>> begin Given records
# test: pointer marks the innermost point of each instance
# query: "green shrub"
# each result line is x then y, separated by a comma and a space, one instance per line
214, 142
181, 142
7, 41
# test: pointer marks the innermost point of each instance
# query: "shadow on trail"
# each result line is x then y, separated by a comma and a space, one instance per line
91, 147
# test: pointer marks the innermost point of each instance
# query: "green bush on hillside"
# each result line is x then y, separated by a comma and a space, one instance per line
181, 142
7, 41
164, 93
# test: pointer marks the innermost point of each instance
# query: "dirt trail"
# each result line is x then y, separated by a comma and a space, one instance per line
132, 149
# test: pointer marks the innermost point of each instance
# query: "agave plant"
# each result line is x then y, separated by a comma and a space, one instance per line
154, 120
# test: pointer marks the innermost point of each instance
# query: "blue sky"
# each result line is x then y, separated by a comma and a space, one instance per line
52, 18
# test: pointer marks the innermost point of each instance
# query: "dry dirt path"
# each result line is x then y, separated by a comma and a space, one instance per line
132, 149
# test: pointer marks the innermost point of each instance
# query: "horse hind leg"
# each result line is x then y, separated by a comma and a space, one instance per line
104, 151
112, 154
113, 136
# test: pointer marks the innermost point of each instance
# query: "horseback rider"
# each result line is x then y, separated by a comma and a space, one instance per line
>> end Given records
>> begin Given records
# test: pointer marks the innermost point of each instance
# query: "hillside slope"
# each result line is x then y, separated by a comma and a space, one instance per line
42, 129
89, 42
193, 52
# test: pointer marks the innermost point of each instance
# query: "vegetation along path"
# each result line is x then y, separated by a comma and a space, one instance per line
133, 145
>> end Given records
### Set problem
From the material above, copy out every line that contains the word "trail", leaving out all other lines.

### The answer
# query: "shadow on trail"
# query: "dirt trail"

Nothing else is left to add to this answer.